Article

Video Game Console (GCC)

Video Game Console

An Atmel AVR AT90S8535 at 8 MHz is used to generate video signals in software. A video game console framework is described, that can be used to build simple video games, similar to the early video games that was common in the 80's. The framework provides an easy way of creating black and white video signals with a resolution of 64x56 pixels and simple sound effects on any TV set, using almost no hardware except the AVR. A scart connector, 5 resistors and 4 switches are all that is required.

The resolution is limited by the memory and speed of the AVR. With 8 kB additional RAM it would be possible to increase the resolution to 256x256 pixels. To go beyond that it would be necessary to increase the clock speed to more than the current 8 MHz.

Link: http://hem.bredband.net/robinstridh/

CODE

// ###########################################################################
// ## AVR Video Game - Example on how to generate video signals
// ## with an Atmel AVR at90s8535 at 8 MHz.
// ## By: Robin Stridh 2002
// ##
// ## Software: See sample program at end of file.
// ##
// ## Hardware: The external hardware consists of only 5 resistors,
// ## 4 switches and a scart connector.
// ##
// ##
// ## AVR: SCART CONNECTOR:
// ## ==== ================
// ## ___
// ## B.0 -- UP ------- -----+
// ## ___ |
// ## B.1 -- RIGHT ---- -----+
// ## ___ |
// ## B.2 -- LEFT ----- -----+
// ## ___ |
// ## B.3 -- DOWN ----- -----+-- GND
// ## ___
// ## +- 2 |- _|
// ## | |- _|
// ## B.7 -- SOUND --[10k ]-----+-- AUDIO SIGNAL -+- 6 |- _|
// ## | |- _|
// ## GND --[1k ]-----+ |- _|
// ## |- _|
// ## |- _|
// ## C.0 -- SYNC --[1.2k]-----+ |- _|
// ## | |- _| 17
// ## D.7 -- VIDEO --[560 ]-----+-- VIDEO SIGNAL -- 20 |- _|
// ## | \|
// ## GND --[100 ]-----+
// ##
// ## PINS C.1-C.7 and D.0-D.6 cannot be used by other i/o.
// ## PINS A.0-A.7 and B.4-B.6 are free to use however.
// ###########################################################################

#define CLOCK_FREQUENCY 8
#include <io.h>
#include <interrupt.h>
#include <sig-avr.h>
#include <delay.h>

// ###########################################################################
// ## Screen settings
// ## Constraints:
// ## LVL - FVL = HEIGHT * (8 >> LINE_REPEAT)
// ## W * H = SCREEN_SIZE * 8
// ###########################################################################

// ## An almost full screen image of 64x56 pixels with time for sound at
// ## end of each line.

Records provided

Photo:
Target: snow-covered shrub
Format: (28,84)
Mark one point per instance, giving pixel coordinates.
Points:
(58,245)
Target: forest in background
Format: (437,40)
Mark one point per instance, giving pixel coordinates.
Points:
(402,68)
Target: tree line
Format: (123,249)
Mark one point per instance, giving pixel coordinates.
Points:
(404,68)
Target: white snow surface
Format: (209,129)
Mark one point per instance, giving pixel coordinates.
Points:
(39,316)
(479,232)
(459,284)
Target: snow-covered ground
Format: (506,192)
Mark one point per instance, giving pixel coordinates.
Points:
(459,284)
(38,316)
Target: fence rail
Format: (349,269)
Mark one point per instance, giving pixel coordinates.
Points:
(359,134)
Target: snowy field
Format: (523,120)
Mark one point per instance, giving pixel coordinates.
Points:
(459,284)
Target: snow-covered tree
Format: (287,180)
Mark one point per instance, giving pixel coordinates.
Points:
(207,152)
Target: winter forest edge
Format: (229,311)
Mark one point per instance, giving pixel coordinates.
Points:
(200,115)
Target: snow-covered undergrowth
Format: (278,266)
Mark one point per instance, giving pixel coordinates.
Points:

* * *

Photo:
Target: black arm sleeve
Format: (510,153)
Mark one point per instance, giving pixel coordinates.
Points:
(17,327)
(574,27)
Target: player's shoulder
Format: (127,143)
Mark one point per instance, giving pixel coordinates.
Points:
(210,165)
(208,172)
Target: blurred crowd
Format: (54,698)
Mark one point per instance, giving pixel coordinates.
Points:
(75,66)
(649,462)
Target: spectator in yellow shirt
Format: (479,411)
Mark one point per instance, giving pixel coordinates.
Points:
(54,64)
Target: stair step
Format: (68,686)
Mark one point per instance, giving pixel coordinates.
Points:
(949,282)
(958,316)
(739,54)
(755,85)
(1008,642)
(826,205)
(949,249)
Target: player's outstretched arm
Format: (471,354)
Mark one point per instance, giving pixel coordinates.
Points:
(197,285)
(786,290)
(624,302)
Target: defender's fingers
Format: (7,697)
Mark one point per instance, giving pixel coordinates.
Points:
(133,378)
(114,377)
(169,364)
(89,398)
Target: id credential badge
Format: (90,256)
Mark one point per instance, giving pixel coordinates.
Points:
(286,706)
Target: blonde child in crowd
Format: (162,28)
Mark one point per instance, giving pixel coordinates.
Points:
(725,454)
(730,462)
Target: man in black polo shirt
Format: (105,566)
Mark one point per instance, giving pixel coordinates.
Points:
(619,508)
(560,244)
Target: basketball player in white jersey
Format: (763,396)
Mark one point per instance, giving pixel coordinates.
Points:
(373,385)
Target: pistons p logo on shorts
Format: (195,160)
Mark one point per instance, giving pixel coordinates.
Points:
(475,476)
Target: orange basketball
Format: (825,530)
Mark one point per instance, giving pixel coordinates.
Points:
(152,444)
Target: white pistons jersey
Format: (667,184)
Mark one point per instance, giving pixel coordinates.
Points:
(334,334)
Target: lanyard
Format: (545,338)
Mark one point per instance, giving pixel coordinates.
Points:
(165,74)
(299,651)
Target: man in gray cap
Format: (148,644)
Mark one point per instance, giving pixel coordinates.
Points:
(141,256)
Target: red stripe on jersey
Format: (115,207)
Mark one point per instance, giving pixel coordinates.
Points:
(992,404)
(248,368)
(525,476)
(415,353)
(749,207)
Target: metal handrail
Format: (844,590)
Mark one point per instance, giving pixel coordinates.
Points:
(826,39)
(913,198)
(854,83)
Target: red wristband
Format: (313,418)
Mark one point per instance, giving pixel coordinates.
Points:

==

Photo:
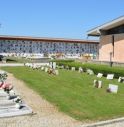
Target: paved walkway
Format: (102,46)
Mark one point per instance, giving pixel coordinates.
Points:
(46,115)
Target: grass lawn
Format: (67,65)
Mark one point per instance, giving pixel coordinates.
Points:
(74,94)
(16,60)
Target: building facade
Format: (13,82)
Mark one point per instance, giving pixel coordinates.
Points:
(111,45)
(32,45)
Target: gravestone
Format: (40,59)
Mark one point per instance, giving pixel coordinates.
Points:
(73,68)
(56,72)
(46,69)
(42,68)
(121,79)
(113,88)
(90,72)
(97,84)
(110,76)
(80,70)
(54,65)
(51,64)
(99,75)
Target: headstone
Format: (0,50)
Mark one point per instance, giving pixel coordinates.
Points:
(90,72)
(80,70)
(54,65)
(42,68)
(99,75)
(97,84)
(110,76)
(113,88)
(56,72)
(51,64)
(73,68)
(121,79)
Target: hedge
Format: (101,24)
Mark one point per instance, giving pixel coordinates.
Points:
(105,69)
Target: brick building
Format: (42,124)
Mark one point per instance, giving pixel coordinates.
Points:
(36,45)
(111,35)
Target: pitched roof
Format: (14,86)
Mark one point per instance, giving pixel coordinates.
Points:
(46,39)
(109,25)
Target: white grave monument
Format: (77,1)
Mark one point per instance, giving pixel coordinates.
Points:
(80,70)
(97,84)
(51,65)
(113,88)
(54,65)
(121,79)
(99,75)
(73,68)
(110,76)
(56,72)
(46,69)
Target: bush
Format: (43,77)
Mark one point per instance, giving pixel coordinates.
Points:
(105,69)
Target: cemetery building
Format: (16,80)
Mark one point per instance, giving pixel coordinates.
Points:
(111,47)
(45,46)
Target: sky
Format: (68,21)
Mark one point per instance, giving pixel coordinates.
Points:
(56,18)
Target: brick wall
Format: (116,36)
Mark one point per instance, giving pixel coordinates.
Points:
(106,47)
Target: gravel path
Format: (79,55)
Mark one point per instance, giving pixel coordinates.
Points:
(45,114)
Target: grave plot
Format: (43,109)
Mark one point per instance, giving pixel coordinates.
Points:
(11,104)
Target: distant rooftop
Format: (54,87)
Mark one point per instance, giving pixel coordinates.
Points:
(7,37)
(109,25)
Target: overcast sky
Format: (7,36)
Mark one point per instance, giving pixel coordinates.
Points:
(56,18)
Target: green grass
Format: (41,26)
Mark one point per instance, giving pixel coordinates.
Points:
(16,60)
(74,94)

Problems and tasks
(a) Write out the video game console page from "The resolution is" to "at90s8535 at 8 MHz.".
(b) Answer these about the video game console page:
(i) What resolution do the framework's black and white video signals have?
(ii) What resolution would be possible with 8 kB additional RAM?
(iii) Which pins are free to use?
The data is not needed for this work.

Answers for the exercise
(a)
The resolution is limited by the memory and speed of the AVR. With 8 kB additional RAM it would be possible to increase the resolution to 256x256 pixels. To go beyond that it would be necessary to increase the clock speed to more than the current 8 MHz.

Link: http://hem.bredband.net/robinstridh/

CODE

// ###########################################################################
// ## AVR Video Game - Example on how to generate video signals
// ## with an Atmel AVR at90s8535 at 8 MHz.

(b)
(i) 64x56 pixels
(ii) 256x256 pixels
(iii) A.0-A.7 and B.4-B.6